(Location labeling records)
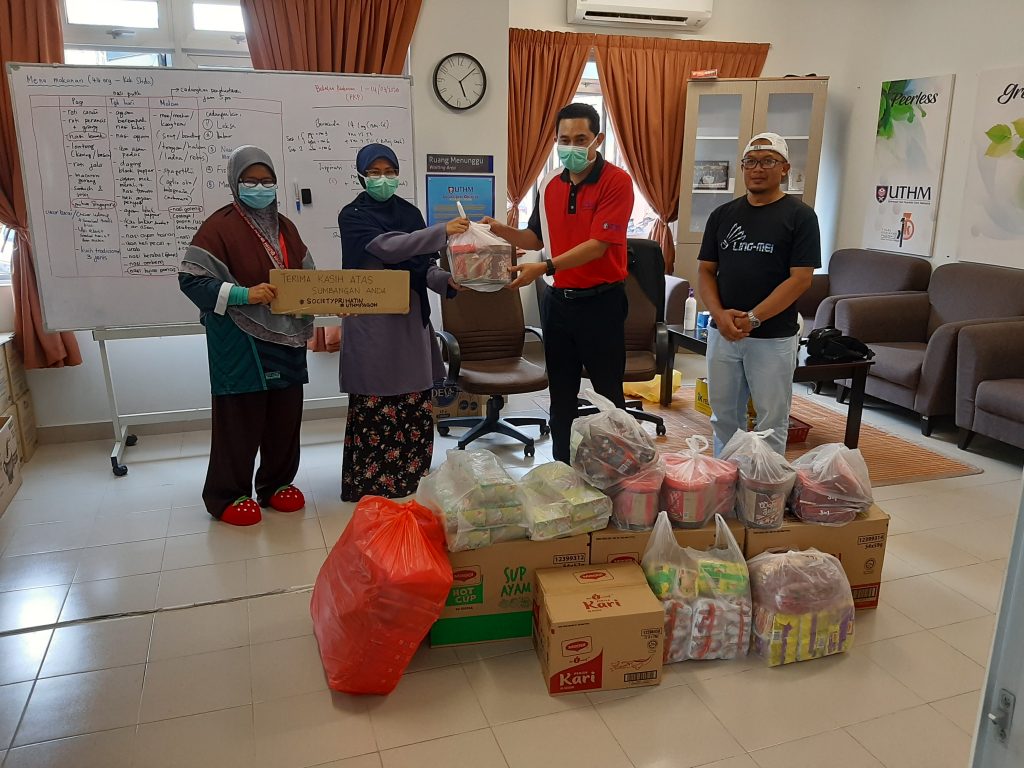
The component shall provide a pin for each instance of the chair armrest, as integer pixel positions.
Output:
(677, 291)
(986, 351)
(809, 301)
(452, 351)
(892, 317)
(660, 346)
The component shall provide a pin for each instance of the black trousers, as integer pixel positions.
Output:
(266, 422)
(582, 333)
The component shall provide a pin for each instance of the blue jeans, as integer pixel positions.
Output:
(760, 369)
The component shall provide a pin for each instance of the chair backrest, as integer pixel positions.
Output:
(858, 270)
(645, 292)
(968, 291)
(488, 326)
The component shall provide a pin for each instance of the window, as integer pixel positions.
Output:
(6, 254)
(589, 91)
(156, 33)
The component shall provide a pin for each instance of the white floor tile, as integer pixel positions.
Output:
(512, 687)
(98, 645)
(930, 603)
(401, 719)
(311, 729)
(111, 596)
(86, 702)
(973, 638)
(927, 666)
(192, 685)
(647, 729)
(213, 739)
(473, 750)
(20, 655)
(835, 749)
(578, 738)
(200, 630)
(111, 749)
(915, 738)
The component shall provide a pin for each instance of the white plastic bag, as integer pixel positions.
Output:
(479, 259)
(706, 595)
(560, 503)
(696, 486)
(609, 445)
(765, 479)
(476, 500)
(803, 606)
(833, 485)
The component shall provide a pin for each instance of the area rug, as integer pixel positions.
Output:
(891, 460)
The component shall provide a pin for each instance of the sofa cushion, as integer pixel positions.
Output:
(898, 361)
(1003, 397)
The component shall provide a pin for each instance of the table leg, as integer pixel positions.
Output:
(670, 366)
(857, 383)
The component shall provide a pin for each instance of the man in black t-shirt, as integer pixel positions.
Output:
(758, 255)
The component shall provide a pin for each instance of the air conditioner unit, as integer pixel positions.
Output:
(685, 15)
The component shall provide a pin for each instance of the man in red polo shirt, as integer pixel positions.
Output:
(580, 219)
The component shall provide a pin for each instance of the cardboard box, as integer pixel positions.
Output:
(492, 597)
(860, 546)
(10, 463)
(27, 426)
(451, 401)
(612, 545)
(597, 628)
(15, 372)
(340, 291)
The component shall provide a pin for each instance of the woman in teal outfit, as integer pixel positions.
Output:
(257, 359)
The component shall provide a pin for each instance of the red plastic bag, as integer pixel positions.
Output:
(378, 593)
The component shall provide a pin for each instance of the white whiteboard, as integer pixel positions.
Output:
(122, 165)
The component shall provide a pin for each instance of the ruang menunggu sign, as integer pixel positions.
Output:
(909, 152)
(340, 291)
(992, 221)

• TASK INSTRUCTIONS: Reproduce the lines between the one containing "window, as integer pixel positions." and the one containing "(1003, 397)", inclusive. Raise both coordinates in every coordinate pair by 131 and leave all other lines unchanged.

• FINISHED EXERCISE:
The component shall provide a pin for each instance of the window, as integer pixel positions.
Output:
(137, 385)
(720, 222)
(287, 164)
The component shall provide a pin for each instance of the white floor tile, as integer pixel positions.
Output:
(643, 818)
(229, 776)
(1061, 734)
(532, 850)
(442, 860)
(242, 727)
(217, 833)
(1104, 769)
(1058, 797)
(323, 816)
(778, 860)
(344, 870)
(604, 881)
(151, 786)
(966, 880)
(709, 869)
(331, 761)
(242, 880)
(1046, 869)
The component shall provide a pin for each instance of the white plastic bag, as integer pixel positions.
Output:
(610, 390)
(837, 726)
(691, 634)
(827, 617)
(740, 576)
(896, 610)
(607, 631)
(934, 737)
(964, 616)
The component shall provide a pin for each instance of the area rug, as integer pixel positions.
Output:
(1022, 591)
The component shall provide a pin for each instance of the sofa cushion, as integer pixel positions.
Output:
(1029, 492)
(1134, 528)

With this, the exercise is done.